- **Your goal**:
Rewrite the stretch of items from the line containing "Confirm every instance of the distant" through the end of the items, substituting "small shed" for "small hut" and leaving everything else unchanged.

- **Material to process**:

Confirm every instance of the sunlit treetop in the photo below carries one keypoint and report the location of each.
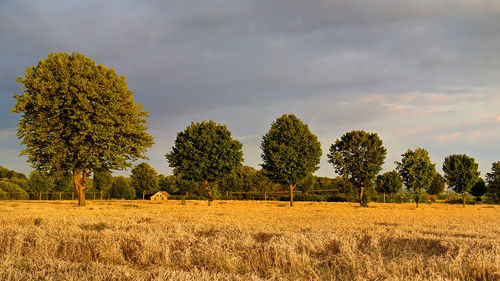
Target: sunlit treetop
(76, 115)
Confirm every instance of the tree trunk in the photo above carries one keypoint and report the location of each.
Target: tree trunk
(79, 179)
(292, 187)
(208, 189)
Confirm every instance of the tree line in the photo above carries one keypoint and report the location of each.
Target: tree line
(79, 119)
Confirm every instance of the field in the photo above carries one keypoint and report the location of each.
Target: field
(230, 240)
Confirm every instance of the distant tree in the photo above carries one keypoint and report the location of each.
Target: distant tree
(144, 179)
(417, 171)
(390, 182)
(39, 182)
(79, 117)
(12, 191)
(478, 189)
(121, 188)
(358, 156)
(493, 182)
(102, 181)
(437, 185)
(461, 173)
(290, 152)
(63, 183)
(10, 174)
(205, 152)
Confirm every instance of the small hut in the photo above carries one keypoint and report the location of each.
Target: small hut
(160, 196)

- **Problem solution**:
Confirm every instance of the distant tree in the photo above carries one keypoint and report the location of each.
Target: distant tree
(144, 179)
(417, 171)
(390, 182)
(39, 182)
(79, 117)
(12, 191)
(478, 189)
(121, 188)
(358, 156)
(493, 182)
(102, 181)
(437, 185)
(461, 173)
(290, 152)
(63, 183)
(10, 174)
(205, 152)
Confirm every instance of the small shed in the photo above carries one keypoint and report the location of each.
Target: small shed
(160, 196)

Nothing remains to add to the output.